__INSTRUCTIONS TO FOLLOW__:
Transcribe word for word the lines of the records below, starting at the line that contains "request: draw the outline of every instance of the flooded" and ending at the line that contains "target: flooded water", with both of those lines included.

[Records from a data source]
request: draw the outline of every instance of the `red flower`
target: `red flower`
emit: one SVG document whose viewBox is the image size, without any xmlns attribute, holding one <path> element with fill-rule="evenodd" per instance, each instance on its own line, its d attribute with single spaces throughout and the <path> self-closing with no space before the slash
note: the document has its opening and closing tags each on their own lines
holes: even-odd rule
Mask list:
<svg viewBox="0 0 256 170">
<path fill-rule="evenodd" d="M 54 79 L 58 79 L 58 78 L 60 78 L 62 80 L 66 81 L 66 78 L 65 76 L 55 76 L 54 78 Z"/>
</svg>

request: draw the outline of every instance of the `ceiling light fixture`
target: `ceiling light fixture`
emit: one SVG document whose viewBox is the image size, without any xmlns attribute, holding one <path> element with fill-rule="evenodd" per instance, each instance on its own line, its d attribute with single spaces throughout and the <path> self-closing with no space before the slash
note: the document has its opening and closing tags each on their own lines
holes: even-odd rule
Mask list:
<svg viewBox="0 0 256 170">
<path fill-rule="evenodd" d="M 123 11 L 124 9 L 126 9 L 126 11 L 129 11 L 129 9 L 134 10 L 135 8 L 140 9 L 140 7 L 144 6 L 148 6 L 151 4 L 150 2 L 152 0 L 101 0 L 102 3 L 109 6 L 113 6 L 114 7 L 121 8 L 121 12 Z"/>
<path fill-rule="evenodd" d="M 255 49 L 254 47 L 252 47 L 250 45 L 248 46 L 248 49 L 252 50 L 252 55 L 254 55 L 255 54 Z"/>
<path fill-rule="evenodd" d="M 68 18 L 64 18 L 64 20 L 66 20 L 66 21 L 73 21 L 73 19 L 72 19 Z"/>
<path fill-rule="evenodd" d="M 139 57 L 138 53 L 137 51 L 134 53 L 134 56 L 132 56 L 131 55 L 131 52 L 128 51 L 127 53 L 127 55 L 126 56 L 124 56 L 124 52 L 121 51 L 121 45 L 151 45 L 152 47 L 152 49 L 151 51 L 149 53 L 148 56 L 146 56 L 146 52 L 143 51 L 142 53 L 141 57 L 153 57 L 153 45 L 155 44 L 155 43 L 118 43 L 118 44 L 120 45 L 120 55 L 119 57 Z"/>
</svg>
* * *
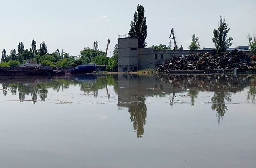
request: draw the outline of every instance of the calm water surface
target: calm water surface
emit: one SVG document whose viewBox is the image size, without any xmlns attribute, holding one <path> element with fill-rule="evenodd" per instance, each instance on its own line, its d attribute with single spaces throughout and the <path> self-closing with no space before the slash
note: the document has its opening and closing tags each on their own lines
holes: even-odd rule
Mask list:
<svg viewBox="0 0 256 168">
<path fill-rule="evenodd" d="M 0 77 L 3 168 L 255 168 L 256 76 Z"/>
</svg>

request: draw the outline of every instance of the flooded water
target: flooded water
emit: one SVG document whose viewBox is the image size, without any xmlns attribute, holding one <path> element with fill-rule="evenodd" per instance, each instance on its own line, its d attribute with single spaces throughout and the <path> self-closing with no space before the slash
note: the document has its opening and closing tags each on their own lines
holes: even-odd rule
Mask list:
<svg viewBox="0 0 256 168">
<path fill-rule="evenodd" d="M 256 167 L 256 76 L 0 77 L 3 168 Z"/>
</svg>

__SOLUTION TO THIS TASK__:
request: draw the outline of every instance of the flooded water
target: flooded water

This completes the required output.